## Required action 1
Please repeat the passage of the Monaco school-run article between "The question has" and "of the Interior.", inclusive.
## Required action 2
Write what follows in the article on driving children to school in Monaco, picking up after its final sentence.

## Page extract
Should we stop using the car for the school run in Monaco?
We asked for your opinion and the response was far from unanimous.
The question has already been asked, both in Monaco and in France: how can we reduce road traffic at peak times and therefore cut our greenhouse gas emissions? Preferring public transport or walking the children to school in the morning could be a first step, and was already mentioned by the National Council and the Prince’s Government at the start of the year.
And despite awareness-raising campaigns, personalised letters to parents and the addition of school buses at Saint-Roman and Jardin Exotique, elected representative Balthazar Seydoux said during a public meeting: “we see many cars with one parent driving and one child in the back. This is unacceptable and not appropriate in Monaco.” “All of us, whether we are National Councillors, teachers or the National Education authorities, must get the message across,” added Patrice Cellario, Minister of the Interior.
But what do the parents think? Around a hundred of you sent us your opinion on the subject.
“There’s a good service, the buses are very frequent”
For the vast majority of our readers, Monaco’s small size is argument enough for walking or taking the bus: “when you live in Monaco or very close to it, it is easy to get around on foot or by bus, no matter which neighbourhood you are starting from and where you want to go,” says Audrey, a mother herself, who also advocates banning motor vehicles from certain neighbourhoods, while pointing out that parking can be much more expensive than the bus.
“In our house, we don’t use the car to get to school/work. We go by bus or on foot. But what other options are there, apart from banning cars? There is a frequent bus service to all the schools, and there is a police officer out front for safety. It’s not a transport problem, nor a safety issue. It’s just a terrible force of habit,” comments Guillaume.
“My daughter, who is in secondary school, takes the bus every day. There’s a good service, the buses are very frequent. And if you use the Autobus de Monaco app, it’s great,” adds Olivier. “When my children were very young, I took them on foot and by bus to two different schools. Now my granddaughter takes the bus on her own. There is no need for the car in Monaco,” says Mélanie. “On foot, come rain, wind or snow,” jokes Jennifer.

## Material shown

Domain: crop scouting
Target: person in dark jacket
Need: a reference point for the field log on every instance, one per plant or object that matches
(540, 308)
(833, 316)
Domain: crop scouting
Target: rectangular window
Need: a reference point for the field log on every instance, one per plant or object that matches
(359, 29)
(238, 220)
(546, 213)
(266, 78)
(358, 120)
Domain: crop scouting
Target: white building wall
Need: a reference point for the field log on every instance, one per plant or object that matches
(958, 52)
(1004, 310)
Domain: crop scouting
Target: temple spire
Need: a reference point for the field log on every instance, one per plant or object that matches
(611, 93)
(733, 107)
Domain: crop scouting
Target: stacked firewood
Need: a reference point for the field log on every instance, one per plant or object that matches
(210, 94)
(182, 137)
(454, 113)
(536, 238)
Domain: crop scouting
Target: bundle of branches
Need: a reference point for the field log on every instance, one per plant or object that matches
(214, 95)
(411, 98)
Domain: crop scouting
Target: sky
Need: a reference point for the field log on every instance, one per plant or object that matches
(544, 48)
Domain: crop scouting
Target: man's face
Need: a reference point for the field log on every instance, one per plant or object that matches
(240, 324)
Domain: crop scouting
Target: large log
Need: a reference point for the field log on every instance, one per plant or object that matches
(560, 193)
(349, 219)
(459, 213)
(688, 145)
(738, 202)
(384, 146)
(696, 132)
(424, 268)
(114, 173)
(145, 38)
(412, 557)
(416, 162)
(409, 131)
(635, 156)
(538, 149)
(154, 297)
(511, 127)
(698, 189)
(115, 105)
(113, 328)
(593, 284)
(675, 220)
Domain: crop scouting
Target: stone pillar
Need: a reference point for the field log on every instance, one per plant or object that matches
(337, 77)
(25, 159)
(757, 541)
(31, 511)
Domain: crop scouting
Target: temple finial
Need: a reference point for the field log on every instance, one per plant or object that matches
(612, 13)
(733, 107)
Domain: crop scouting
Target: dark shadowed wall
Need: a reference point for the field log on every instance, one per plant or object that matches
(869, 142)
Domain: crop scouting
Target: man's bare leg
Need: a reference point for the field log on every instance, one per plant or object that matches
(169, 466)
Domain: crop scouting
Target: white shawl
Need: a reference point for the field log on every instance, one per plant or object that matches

## Expected output 1
The question has already been asked, both in Monaco and in France: how can we reduce road traffic at peak times and therefore cut our greenhouse gas emissions? Preferring public transport or walking the children to school in the morning could be a first step, and was already mentioned by the National Council and the Prince’s Government at the start of the year.
And despite awareness-raising campaigns, personalised letters to parents and the addition of school buses at Saint-Roman and Jardin Exotique, elected representative Balthazar Seydoux said during a public meeting: “we see many cars with one parent driving and one child in the back. This is unacceptable and not appropriate in Monaco.” “All of us, whether we are National Councillors, teachers or the National Education authorities, must get the message across,” added Patrice Cellario, Minister of the Interior.

## Expected output 2
“The little ones can’t go to school on their own”
Some people are nostalgic at the idea of walking to school. “We used to go on foot with our school friends and sometimes by bus, but very rarely. We preferred to walk and chat, support each other and sometimes even recite our lessons together! But that was then,” says Isabelle wistfully. “We used to walk to school morning, noon and night, and it didn’t kill us,” agrees Evelyne. “On foot! And we had a lot of fun on the way with our friends,” recalls Beatrice. “When my daughters were at school, we would always walk because the school was in the neighbourhood, and later on, they took the bus or walked to secondary school. We were already mindful of the environment,” Sylvie points out.
Other parents, however, prefer the car. Victoria, for example, is sceptical about the idea of the younger children taking public transport: “leave the children on their own? Really? (…) Some children need their parents. It is a question of age and maturity. Plus, we are all different with different constraints. What suits you might not suit other people.”
Safety is not the only issue raised by parents: “It’s not like Monaco is the only place where children are driven to school. Plus there’s a drop-off point. Seriously, the youngest ones can’t go to school alone, and when you work (and yes, some of us do work in Monaco), you don’t necessarily have time to walk,” Sylvie grumbles.
Even in two square kilometres, sometimes time is still too tight, as Rémy testifies: “when the school was nearby, we went on foot, but once my children went to Saint Maur, and I lived in Fontvieille, we took them by car! It would have taken us ages to get there and back by bus.”
What are the alternatives?
For some parents, like Laura, there should be more incentives for parents to use public transport: “If the bus was still free, that would help us. In the meantime, we’re on foot, even if the children don’t like it.” “A school bus pass costs 10 euros per year… get a grip, buses don’t run on seawater,” replied an anonymous Internet user.
And while buses or walking are not to everyone’s liking for the moment, some parents are still trying to avoid car pollution as much as possible. Using electric vehicles, carpooling or simply on two wheels.
“I take my 7 year old son either by bus or by car and I just have an electric Kia,” says Laurence. “It is not the type of engine that is up for debate, but the car itself with the congestion it causes. Today, many vehicles in cities are either electric or hybrid, and fewer and fewer are totally combustion. But there is still gridlock,” retorts Jean-Marc.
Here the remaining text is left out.